Su visita a México en 2016 fue profundamente significativa. Llegó el 12 de febrero tras pasar por Cuba y atendiendo la invitación del entonces presidente Enrique Peña Nieto. Estuvo en la capital, el Estado de México, Chiapas, Michoacán y Ciudad Juárez. En cada sitio dejó un mensaje claro sobre dignidad humana, justicia social y la responsabilidad de la Iglesia. Era la séptima visita de un Papa a México, pero la primera vez que nos visitaba un pontífice latinoamericano.

El país que recibió a Francisco estaba golpeado: violencia, impunidad, una economía estancada y un presidente desacreditado. Peña Nieto, acusado de frivolidad y corrupción, vio en el Papa una bocanada de legitimidad. Pero Francisco no se prestó del todo. Su crítica fue más sutil, simbólica, fiel a su estilo.

No se reunió con las familias de Ayotzinapa, no habló directamente de feminicidios ni de la pederastia clerical. Esa tibieza decepcionó a muchos. Pero Francisco tenía otro objetivo: sacudir a la propia Iglesia mexicana.

•••••

**Problema 1:** Enumera los lugares en los que estuvo Francisco durante su visita a México en 2016, según el fragmento de lectura.

•••••

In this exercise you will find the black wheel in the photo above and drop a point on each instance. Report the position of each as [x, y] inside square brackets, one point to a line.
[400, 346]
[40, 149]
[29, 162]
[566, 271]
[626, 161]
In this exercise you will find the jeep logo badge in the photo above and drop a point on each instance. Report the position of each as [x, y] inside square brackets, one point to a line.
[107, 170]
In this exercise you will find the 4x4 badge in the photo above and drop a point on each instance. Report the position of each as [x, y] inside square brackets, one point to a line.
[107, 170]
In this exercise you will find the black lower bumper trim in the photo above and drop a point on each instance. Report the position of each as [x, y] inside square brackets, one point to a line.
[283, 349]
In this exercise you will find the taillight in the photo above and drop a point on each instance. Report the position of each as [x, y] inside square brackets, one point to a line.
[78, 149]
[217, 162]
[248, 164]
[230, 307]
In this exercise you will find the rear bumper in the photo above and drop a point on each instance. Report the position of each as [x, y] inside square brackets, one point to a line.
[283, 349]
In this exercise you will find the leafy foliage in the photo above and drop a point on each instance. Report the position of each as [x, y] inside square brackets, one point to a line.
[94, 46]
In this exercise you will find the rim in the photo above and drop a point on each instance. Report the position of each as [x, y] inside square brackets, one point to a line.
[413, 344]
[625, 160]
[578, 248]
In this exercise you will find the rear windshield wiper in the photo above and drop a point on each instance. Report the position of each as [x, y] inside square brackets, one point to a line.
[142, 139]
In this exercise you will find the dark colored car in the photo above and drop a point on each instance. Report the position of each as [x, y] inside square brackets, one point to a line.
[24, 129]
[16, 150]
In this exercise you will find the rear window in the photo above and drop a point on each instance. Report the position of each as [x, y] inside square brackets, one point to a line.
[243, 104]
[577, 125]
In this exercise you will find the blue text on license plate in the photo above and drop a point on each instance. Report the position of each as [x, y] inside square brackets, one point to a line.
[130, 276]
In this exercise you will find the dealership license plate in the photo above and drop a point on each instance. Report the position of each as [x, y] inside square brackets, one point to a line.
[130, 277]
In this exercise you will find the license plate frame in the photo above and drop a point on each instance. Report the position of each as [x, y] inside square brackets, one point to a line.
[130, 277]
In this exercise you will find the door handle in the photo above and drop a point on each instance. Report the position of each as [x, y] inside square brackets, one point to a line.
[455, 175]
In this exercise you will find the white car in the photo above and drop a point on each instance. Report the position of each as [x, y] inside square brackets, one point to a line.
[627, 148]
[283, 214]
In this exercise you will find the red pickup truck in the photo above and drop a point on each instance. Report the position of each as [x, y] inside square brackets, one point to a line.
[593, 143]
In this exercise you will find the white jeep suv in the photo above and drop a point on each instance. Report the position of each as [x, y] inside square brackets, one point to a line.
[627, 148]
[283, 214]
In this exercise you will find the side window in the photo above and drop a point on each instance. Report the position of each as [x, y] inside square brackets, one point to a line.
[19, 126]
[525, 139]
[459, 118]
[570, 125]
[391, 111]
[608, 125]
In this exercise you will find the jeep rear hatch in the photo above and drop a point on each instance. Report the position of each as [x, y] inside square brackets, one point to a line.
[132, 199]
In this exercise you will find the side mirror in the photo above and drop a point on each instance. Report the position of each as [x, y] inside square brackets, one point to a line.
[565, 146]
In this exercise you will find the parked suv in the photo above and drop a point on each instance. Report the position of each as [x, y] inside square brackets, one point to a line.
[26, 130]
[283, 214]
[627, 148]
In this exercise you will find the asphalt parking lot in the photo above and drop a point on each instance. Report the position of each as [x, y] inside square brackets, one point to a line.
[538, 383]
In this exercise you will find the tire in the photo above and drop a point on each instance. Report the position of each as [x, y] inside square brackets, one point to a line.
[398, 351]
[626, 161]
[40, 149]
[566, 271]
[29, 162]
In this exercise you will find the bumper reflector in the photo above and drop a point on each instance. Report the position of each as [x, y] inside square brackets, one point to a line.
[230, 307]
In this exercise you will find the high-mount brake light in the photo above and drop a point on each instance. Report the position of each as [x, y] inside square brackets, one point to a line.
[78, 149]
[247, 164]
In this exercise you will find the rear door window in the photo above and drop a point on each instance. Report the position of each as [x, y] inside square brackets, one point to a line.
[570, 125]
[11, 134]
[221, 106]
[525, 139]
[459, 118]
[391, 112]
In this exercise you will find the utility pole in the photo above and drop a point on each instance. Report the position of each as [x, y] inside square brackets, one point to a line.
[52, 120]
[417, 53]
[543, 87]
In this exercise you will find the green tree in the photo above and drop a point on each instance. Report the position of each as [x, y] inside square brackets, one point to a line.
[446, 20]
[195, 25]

•••••

**Problema 2:** Cuenta cuántas líneas de las entradas contienen la cadena "license", distinguiendo mayúsculas de minúsculas. Responde solo con el número.

**Resultado 1:**
- la capital
- el Estado de México
- Chiapas
- Michoacán
- Ciudad Juárez

**Resultado 2:** 3